§ Materials provided:
** Start **

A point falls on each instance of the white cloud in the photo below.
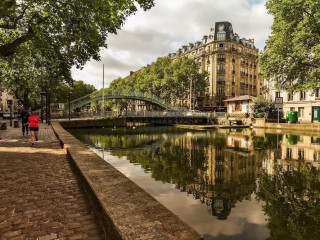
(170, 24)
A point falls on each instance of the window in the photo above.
(221, 36)
(220, 79)
(300, 154)
(238, 106)
(300, 112)
(220, 91)
(289, 153)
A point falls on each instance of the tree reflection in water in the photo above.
(221, 168)
(218, 168)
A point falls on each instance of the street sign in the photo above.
(279, 102)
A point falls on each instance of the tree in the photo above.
(78, 89)
(292, 56)
(77, 29)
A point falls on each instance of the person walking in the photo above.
(25, 121)
(34, 127)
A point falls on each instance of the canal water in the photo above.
(245, 184)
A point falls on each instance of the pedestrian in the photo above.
(34, 127)
(25, 121)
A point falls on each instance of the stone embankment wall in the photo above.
(107, 122)
(125, 210)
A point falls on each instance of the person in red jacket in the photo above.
(34, 127)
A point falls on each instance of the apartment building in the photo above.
(306, 103)
(232, 65)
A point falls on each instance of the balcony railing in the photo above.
(221, 59)
(221, 71)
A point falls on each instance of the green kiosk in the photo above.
(292, 116)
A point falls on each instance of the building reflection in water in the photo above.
(222, 168)
(231, 169)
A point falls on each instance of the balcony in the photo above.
(221, 59)
(221, 71)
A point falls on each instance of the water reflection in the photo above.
(222, 169)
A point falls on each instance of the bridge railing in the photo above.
(110, 114)
(139, 96)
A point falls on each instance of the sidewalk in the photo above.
(40, 195)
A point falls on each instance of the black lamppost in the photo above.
(42, 94)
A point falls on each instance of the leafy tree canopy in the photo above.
(292, 56)
(262, 106)
(165, 78)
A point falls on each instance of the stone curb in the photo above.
(125, 210)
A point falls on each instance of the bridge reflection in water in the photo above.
(228, 171)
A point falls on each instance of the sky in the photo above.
(170, 24)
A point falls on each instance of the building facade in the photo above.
(232, 65)
(4, 107)
(306, 103)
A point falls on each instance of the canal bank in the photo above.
(304, 127)
(41, 196)
(126, 210)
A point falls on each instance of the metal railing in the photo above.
(128, 95)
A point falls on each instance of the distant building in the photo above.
(232, 65)
(306, 103)
(5, 96)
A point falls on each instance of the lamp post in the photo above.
(42, 94)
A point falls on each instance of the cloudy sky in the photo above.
(169, 25)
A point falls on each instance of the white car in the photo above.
(6, 115)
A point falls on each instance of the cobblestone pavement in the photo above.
(40, 196)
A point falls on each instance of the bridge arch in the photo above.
(130, 96)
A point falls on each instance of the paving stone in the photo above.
(41, 197)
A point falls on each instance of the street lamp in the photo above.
(42, 94)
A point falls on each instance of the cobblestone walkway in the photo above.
(40, 196)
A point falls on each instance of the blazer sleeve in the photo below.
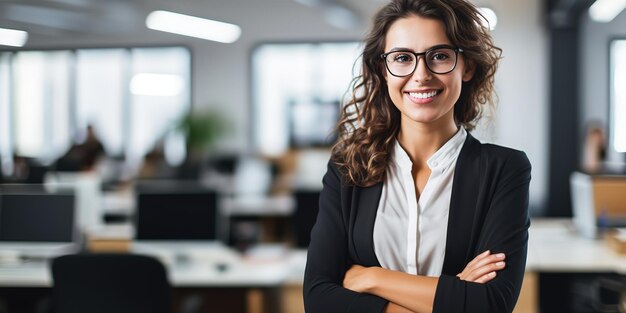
(505, 229)
(328, 259)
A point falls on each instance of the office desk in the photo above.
(554, 246)
(562, 267)
(225, 290)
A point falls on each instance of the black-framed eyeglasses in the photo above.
(439, 60)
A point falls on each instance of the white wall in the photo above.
(221, 71)
(594, 78)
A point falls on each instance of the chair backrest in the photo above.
(110, 283)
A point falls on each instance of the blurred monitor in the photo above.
(37, 224)
(313, 123)
(175, 211)
(175, 219)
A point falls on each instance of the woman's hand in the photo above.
(483, 267)
(359, 278)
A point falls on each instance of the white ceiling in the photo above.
(107, 17)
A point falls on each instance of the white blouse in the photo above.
(410, 235)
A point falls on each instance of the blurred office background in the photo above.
(251, 116)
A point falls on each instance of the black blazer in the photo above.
(488, 211)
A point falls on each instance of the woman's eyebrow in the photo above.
(409, 49)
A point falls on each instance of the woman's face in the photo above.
(424, 97)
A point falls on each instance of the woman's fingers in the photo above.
(485, 278)
(483, 267)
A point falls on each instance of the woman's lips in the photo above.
(423, 96)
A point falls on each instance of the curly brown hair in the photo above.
(370, 122)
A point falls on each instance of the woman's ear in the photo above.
(468, 71)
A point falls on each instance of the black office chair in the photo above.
(307, 207)
(106, 283)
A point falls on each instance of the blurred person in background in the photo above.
(416, 215)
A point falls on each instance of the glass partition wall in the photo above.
(132, 97)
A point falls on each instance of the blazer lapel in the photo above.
(462, 206)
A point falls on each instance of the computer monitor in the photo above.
(37, 224)
(180, 212)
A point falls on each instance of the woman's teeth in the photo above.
(423, 95)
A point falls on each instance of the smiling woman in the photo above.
(416, 215)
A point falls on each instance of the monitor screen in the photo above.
(36, 217)
(176, 215)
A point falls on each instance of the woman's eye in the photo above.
(439, 56)
(403, 58)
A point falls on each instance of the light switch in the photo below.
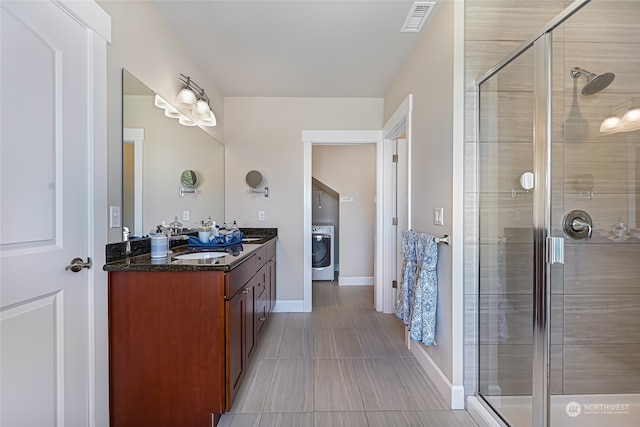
(114, 216)
(438, 216)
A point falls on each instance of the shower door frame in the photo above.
(543, 243)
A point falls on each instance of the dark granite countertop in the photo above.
(237, 254)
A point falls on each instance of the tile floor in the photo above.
(343, 364)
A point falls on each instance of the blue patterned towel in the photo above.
(220, 241)
(418, 293)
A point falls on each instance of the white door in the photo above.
(45, 349)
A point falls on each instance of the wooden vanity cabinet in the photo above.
(180, 342)
(166, 335)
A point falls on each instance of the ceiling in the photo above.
(300, 48)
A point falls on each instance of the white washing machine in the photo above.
(322, 252)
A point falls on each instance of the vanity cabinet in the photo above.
(180, 342)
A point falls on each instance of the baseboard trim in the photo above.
(355, 281)
(453, 394)
(289, 306)
(480, 414)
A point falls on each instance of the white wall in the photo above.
(428, 75)
(351, 171)
(142, 43)
(265, 134)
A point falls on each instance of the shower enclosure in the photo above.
(558, 229)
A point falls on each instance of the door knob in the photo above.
(577, 224)
(77, 264)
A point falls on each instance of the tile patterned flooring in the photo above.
(343, 364)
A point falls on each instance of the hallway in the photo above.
(344, 364)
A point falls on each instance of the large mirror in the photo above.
(156, 151)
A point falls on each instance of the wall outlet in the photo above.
(114, 216)
(438, 216)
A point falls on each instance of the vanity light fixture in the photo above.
(193, 98)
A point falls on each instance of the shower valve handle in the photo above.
(577, 224)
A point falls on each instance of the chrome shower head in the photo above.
(595, 82)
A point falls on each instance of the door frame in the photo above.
(398, 124)
(98, 25)
(383, 268)
(135, 136)
(334, 137)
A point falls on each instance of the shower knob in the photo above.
(577, 224)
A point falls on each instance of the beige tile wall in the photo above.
(596, 295)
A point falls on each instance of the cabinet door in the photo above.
(250, 319)
(236, 309)
(271, 277)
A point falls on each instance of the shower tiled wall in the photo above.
(596, 295)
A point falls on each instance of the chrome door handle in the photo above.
(77, 264)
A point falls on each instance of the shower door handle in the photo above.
(577, 224)
(555, 250)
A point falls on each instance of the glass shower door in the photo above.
(505, 235)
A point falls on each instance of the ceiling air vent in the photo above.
(420, 11)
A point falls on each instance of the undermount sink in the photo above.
(201, 255)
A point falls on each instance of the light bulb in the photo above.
(160, 102)
(631, 120)
(186, 98)
(202, 109)
(170, 111)
(611, 125)
(208, 120)
(186, 121)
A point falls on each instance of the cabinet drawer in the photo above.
(271, 249)
(239, 276)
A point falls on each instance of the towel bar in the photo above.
(444, 239)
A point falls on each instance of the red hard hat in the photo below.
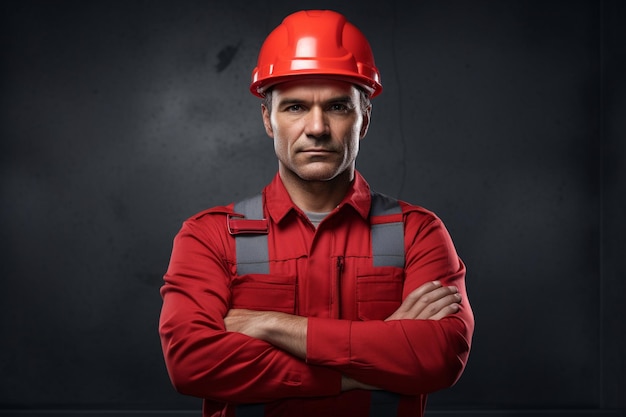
(316, 43)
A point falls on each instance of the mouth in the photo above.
(317, 151)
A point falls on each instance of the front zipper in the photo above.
(340, 266)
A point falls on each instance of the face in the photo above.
(316, 126)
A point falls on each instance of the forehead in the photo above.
(318, 87)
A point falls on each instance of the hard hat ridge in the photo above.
(315, 43)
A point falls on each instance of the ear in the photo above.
(366, 121)
(267, 122)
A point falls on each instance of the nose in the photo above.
(316, 123)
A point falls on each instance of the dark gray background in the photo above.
(122, 118)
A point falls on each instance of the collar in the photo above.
(279, 203)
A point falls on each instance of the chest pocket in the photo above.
(379, 287)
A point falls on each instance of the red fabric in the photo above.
(346, 306)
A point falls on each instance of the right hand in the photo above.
(431, 301)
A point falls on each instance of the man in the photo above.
(317, 324)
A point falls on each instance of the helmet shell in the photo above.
(316, 43)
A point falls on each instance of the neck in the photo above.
(317, 196)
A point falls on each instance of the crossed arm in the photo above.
(431, 301)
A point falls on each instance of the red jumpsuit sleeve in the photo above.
(202, 358)
(404, 356)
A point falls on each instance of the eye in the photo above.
(294, 108)
(340, 107)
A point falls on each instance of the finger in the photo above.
(416, 295)
(441, 308)
(425, 302)
(431, 300)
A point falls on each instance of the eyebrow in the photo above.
(339, 99)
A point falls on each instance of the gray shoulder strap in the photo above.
(387, 237)
(252, 255)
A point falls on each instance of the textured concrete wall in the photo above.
(120, 119)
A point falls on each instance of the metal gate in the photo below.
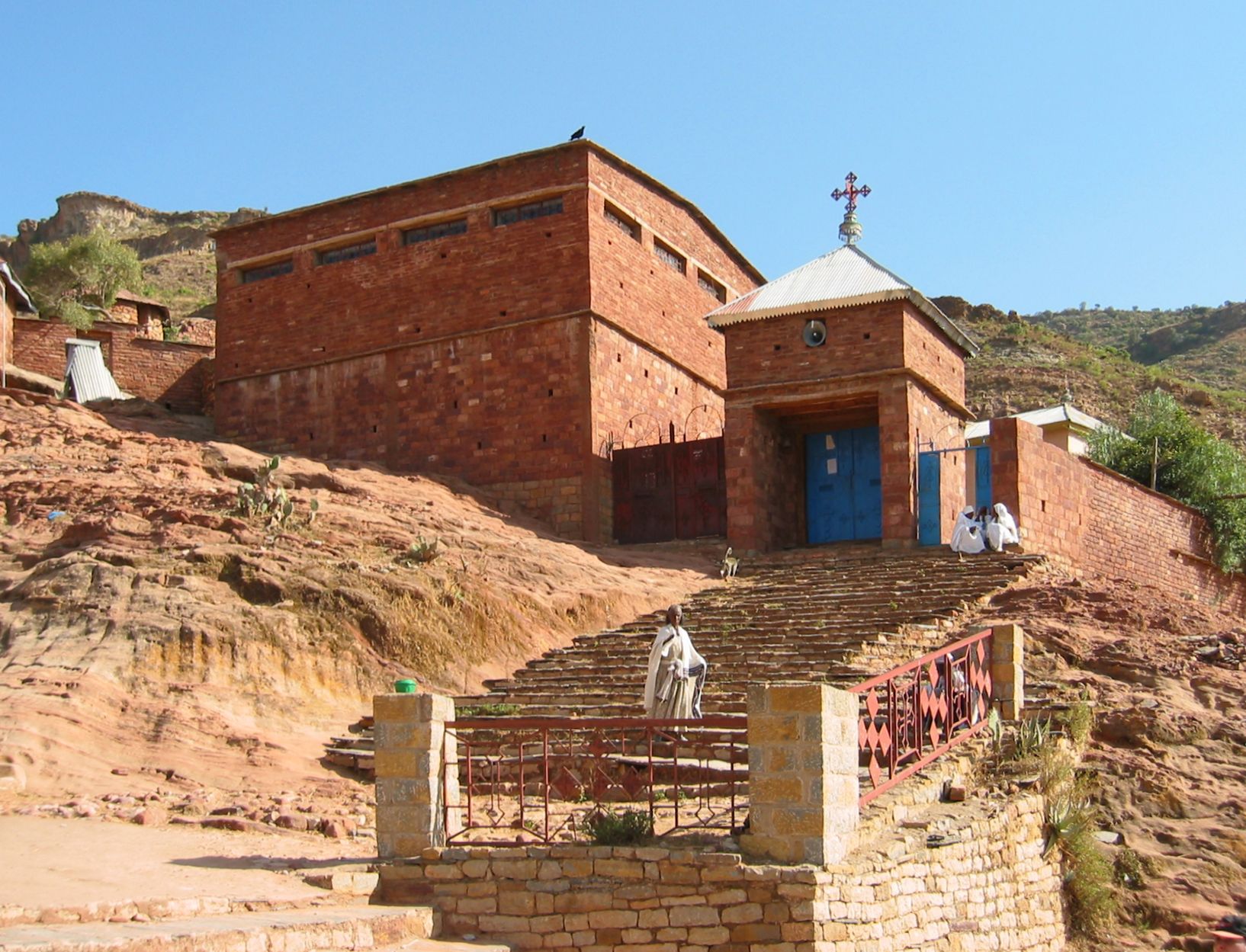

** End **

§ Task directions:
Count the lines in the rows above that contain the string "knob", treating uppercase and lowercase as different. Give only the number.

§ Task answer:
2